## Exercise directions
Keep only the lines from the start of the data through the line containing "# point out the yellow leash", and output them exactly.

## Given information
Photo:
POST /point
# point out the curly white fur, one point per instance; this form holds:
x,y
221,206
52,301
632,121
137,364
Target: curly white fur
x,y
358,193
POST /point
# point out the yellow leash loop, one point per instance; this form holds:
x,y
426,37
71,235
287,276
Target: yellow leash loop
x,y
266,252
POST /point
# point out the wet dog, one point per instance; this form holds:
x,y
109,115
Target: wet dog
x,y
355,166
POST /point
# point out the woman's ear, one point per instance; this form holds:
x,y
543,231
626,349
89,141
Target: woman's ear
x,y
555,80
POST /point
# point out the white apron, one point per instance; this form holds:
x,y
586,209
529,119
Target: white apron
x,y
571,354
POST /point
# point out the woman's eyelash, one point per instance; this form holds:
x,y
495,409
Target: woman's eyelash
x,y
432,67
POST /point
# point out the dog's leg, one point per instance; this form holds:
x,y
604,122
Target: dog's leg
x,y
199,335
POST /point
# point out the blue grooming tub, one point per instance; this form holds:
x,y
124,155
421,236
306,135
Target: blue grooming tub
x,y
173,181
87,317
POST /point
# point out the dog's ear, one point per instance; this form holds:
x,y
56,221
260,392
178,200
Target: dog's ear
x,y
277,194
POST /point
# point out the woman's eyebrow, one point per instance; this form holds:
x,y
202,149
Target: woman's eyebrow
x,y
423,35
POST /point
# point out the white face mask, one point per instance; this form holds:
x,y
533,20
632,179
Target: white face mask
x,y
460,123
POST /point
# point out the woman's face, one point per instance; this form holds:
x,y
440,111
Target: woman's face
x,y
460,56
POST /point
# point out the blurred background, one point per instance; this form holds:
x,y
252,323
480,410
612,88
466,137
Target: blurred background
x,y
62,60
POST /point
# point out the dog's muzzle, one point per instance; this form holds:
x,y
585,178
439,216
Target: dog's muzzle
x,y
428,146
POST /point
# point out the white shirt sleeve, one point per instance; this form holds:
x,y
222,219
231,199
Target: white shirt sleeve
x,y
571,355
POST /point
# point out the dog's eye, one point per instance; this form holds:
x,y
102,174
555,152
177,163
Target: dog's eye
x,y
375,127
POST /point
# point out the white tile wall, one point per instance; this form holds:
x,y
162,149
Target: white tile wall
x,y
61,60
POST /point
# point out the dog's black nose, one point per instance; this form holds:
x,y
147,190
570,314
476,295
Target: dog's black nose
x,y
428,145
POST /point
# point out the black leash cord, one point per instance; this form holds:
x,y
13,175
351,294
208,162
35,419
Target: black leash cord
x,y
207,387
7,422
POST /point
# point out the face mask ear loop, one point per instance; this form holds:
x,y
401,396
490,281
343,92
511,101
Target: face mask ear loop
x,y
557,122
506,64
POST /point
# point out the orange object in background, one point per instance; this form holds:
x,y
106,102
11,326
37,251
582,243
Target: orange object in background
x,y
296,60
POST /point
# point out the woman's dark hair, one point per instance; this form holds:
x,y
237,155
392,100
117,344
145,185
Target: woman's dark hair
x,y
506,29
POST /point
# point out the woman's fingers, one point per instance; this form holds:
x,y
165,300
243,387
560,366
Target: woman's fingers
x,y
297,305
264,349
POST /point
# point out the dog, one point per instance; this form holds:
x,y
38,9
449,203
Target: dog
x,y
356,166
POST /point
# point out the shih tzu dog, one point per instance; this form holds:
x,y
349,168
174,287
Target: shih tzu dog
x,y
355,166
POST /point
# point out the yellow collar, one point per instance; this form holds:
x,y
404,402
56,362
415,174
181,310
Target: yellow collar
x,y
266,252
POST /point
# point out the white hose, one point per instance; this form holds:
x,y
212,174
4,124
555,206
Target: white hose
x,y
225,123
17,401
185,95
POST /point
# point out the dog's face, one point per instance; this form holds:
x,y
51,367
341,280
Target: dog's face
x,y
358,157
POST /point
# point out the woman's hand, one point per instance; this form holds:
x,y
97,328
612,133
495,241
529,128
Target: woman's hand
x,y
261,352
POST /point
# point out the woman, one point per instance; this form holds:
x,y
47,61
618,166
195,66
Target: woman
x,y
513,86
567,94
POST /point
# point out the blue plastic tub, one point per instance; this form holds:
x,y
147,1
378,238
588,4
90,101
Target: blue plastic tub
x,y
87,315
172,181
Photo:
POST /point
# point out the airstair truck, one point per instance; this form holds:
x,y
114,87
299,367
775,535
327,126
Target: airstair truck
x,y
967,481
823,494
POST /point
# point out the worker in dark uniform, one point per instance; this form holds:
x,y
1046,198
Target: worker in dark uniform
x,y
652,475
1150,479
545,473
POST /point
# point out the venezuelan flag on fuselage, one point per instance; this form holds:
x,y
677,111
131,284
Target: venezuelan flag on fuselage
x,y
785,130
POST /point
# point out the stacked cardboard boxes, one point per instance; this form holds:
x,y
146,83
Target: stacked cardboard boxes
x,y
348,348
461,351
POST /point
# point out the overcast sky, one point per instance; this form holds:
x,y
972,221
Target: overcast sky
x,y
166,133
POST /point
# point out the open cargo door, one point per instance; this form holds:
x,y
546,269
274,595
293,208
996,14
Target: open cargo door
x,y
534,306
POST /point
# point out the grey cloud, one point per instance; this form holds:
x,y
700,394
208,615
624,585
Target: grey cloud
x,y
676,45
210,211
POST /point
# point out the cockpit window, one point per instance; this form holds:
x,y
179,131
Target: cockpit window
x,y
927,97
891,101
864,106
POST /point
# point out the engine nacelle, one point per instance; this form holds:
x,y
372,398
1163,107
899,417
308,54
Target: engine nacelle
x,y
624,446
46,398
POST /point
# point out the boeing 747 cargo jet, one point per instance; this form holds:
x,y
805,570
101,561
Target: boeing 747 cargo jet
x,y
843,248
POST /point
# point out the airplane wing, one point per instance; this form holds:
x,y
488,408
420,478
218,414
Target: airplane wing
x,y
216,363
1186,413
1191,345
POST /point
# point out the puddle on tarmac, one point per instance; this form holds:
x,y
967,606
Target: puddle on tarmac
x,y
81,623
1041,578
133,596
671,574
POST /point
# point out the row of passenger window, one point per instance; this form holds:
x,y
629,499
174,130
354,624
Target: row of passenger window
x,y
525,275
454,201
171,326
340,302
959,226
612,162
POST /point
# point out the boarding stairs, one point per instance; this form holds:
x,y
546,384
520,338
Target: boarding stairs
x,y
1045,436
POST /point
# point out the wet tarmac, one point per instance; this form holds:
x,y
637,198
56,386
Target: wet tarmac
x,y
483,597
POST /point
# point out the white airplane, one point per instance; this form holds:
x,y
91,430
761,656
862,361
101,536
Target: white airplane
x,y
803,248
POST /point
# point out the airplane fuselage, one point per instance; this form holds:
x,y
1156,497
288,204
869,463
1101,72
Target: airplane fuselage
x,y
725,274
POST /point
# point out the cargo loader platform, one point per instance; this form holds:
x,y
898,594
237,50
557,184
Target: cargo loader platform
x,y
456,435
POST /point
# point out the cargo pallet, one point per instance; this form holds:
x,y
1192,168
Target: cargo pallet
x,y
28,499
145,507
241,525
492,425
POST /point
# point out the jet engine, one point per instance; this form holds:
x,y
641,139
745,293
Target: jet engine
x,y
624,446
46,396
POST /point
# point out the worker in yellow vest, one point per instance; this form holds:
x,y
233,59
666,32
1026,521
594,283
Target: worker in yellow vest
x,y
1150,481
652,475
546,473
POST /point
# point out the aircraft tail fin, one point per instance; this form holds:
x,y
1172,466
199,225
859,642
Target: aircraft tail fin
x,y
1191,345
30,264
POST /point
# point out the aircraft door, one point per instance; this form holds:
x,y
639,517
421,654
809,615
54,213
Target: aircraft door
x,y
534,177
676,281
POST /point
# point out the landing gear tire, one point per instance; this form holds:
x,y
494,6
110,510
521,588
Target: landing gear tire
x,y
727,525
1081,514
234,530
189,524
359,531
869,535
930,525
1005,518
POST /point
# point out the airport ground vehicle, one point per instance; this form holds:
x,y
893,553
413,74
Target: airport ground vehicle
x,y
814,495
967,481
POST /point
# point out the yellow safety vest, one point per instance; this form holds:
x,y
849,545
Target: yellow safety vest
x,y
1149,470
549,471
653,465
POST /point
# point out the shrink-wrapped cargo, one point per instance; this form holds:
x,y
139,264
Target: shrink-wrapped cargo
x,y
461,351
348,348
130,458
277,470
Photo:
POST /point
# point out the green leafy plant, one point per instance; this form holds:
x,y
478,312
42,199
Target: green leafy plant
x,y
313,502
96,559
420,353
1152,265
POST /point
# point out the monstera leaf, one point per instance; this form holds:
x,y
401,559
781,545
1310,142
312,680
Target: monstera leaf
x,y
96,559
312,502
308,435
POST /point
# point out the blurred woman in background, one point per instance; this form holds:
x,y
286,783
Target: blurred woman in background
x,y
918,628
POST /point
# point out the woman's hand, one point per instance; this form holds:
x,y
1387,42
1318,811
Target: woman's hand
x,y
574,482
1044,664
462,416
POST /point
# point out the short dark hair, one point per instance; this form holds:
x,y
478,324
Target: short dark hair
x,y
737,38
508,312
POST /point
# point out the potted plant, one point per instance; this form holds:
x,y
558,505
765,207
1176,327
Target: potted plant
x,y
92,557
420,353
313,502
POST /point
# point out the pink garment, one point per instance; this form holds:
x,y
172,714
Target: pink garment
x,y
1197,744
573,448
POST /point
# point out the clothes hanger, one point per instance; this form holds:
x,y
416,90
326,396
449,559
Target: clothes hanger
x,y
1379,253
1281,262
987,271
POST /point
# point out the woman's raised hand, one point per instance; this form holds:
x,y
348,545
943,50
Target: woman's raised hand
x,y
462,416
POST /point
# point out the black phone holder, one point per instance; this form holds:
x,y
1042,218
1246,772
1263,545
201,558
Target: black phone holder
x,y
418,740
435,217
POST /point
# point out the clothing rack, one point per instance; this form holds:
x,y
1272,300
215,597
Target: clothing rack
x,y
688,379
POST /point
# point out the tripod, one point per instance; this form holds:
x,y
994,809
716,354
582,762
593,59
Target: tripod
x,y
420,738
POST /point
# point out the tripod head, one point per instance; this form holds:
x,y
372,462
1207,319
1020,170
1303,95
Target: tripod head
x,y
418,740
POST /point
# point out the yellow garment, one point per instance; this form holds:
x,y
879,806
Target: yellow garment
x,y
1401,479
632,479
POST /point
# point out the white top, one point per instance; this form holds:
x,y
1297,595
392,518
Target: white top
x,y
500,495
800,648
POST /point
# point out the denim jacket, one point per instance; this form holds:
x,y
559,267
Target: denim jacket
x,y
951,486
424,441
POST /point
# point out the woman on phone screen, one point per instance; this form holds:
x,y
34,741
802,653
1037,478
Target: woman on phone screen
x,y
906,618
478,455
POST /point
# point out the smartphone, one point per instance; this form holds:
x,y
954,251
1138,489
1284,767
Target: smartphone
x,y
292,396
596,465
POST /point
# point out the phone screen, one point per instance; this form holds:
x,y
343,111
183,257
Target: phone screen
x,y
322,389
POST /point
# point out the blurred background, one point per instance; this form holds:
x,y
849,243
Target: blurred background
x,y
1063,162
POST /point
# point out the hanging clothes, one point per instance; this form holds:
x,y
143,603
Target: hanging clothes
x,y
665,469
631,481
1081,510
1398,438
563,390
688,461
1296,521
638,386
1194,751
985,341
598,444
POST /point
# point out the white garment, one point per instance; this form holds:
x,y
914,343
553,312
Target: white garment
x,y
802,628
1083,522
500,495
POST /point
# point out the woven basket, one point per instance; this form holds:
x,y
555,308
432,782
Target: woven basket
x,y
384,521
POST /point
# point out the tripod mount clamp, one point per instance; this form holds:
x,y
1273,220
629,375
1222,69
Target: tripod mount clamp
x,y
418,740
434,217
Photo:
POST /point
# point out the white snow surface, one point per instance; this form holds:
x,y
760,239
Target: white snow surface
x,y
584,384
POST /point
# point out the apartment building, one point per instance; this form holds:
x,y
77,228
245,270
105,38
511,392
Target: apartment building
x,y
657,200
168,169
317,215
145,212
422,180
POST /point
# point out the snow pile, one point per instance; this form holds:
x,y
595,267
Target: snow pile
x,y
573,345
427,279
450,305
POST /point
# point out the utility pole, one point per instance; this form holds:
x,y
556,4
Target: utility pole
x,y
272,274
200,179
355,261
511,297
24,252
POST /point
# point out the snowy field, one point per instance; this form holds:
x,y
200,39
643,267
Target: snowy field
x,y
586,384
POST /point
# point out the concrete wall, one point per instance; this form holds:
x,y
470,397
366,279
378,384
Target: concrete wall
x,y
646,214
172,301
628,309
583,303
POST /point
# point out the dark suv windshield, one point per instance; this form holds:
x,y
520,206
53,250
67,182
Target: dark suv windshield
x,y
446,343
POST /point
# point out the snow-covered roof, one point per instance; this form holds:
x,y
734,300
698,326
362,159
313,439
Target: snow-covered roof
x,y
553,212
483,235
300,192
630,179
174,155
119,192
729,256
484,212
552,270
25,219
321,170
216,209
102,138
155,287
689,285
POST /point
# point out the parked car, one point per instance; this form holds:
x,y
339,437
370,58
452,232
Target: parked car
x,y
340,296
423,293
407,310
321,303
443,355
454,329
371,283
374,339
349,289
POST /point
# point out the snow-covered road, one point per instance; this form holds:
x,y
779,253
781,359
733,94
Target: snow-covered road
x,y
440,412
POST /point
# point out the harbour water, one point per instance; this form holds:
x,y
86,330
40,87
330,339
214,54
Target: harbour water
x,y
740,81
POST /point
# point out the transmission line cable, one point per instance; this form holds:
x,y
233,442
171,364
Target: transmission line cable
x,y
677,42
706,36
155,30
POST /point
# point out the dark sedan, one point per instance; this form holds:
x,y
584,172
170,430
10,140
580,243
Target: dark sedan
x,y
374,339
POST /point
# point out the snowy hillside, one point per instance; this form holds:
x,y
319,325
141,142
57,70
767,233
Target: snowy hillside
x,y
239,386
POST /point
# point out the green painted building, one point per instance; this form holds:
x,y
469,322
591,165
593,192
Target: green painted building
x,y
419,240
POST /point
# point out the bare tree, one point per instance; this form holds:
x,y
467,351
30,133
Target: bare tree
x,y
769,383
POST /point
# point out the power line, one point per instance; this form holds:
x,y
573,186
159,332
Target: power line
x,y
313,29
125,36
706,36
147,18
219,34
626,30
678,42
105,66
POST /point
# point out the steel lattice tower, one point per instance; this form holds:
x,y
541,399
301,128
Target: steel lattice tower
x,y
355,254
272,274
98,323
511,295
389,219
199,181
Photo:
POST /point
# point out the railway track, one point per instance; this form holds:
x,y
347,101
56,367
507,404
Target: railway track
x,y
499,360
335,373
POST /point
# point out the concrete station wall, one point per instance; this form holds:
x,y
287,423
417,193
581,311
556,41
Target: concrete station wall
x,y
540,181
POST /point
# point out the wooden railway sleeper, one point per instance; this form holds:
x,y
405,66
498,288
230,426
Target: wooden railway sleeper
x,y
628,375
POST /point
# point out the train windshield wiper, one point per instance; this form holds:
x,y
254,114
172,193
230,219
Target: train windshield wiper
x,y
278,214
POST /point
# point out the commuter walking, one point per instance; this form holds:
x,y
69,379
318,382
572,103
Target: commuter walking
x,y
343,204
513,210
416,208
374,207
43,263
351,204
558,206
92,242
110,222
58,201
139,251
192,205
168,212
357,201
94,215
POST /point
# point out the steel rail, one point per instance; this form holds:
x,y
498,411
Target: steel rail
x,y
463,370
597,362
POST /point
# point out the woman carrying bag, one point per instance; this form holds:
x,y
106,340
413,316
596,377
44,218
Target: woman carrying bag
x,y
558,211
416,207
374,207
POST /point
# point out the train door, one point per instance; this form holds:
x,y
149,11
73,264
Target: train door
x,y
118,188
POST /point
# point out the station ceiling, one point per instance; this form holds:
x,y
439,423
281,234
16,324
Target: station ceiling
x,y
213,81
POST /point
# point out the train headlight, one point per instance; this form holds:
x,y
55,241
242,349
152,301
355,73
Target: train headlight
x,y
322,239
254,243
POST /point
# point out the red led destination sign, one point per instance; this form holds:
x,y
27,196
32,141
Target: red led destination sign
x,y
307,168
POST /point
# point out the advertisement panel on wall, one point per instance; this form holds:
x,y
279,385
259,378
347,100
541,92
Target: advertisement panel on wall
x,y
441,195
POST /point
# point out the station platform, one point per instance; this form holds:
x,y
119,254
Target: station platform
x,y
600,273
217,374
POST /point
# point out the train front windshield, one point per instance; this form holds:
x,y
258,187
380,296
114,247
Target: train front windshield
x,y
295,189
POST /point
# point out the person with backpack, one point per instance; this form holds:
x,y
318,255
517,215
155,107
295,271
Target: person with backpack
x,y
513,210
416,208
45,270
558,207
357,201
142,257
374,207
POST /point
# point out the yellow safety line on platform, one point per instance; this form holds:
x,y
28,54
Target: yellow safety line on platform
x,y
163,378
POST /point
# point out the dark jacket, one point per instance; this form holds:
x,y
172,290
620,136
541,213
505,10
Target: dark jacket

## Answer section
Photo:
POST /point
# point out the curly white fur, one point per instance; this form holds:
x,y
221,206
52,301
632,121
137,364
Target: curly white fur
x,y
358,193
POST /point
# point out the yellow leash loop, one point per instance; this form holds:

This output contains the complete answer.